(Pointing dataset excerpts)
++++

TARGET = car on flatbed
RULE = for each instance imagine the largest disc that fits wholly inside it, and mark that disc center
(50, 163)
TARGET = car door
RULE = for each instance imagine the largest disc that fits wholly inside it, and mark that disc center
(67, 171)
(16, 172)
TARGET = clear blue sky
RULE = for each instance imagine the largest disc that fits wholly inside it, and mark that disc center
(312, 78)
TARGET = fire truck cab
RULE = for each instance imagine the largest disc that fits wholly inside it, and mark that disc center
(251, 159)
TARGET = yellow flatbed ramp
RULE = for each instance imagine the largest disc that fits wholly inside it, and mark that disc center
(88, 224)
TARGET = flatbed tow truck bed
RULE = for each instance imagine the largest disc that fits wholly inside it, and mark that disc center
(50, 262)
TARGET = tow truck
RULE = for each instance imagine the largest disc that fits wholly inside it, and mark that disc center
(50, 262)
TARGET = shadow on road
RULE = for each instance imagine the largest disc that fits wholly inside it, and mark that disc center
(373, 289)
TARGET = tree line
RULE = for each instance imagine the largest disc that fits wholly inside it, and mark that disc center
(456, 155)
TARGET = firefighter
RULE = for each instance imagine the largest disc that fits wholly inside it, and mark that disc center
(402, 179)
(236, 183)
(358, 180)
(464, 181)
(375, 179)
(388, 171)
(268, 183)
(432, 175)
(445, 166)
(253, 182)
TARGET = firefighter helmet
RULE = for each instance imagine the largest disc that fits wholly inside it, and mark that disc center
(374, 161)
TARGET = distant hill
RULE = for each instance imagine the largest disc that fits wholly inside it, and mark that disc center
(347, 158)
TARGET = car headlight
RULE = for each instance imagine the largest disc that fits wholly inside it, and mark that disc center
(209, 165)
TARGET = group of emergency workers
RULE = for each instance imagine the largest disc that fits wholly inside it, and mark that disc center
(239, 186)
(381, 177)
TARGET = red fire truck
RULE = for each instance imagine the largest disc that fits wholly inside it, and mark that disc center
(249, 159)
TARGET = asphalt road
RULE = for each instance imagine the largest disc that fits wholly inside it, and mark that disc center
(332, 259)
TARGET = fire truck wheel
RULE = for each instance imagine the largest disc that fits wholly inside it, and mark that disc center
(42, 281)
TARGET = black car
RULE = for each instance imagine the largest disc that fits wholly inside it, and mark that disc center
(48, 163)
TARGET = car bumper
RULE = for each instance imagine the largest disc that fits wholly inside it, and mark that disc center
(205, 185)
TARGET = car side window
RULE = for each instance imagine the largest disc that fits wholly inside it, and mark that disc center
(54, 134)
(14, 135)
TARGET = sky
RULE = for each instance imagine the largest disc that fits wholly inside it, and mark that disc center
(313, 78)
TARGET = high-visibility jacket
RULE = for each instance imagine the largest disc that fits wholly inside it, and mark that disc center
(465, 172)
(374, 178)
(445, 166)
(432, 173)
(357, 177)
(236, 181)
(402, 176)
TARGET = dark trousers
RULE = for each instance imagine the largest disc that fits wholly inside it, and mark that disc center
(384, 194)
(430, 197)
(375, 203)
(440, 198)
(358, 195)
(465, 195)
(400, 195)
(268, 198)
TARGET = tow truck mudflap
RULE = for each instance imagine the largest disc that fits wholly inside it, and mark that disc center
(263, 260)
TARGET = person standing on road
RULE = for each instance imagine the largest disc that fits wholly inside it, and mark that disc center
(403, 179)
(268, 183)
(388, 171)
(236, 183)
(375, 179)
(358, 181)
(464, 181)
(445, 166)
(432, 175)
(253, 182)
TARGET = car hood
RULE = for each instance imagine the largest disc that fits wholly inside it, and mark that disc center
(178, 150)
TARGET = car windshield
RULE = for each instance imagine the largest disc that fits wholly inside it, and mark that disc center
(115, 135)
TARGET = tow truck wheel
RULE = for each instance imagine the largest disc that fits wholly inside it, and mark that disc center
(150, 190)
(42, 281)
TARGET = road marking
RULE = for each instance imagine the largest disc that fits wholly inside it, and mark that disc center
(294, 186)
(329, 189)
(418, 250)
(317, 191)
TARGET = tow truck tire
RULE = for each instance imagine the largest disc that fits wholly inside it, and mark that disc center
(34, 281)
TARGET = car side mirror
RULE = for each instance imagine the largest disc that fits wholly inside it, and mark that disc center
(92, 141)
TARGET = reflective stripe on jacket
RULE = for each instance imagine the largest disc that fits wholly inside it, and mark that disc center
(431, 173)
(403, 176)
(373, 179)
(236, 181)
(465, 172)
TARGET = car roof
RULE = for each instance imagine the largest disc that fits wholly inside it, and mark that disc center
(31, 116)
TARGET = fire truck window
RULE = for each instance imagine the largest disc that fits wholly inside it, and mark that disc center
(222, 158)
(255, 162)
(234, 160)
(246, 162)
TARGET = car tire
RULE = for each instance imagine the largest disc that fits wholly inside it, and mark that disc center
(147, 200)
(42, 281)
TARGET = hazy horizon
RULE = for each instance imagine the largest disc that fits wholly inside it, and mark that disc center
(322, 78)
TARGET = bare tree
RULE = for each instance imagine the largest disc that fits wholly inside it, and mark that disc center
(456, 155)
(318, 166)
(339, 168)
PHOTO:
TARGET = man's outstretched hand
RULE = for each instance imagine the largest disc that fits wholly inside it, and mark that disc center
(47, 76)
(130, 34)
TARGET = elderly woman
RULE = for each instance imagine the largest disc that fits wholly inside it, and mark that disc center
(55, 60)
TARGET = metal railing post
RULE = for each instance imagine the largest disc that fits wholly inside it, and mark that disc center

++++

→ EXERCISE PROMPT
Copy out every line from the one containing "TARGET = car tire" to the end of the material, both ends included.

→ WRITTEN RESPONSE
TARGET = car tire
RULE = for each instance imagine the largest disc that fits wholly inside it, and mark that disc center
(147, 200)
(42, 281)
TARGET = hazy horizon
RULE = for each instance imagine the largest disc that fits wholly inside it, and mark that disc center
(322, 78)
TARGET = bare tree
RULE = for each instance imagine the largest disc that fits wholly inside it, and mark that disc center
(456, 155)
(318, 166)
(339, 168)
PHOTO:
TARGET = man's outstretched hand
RULE = for each instance imagine the largest disc that fits wholly inside it, and mark that disc center
(47, 76)
(130, 34)
TARGET = elderly woman
RULE = for each instance imagine the largest disc that fits wholly inside it, and mark that disc center
(55, 60)
TARGET = metal railing post
RULE = for each instance imagine the largest disc that fits wholly inside it, and mark that disc center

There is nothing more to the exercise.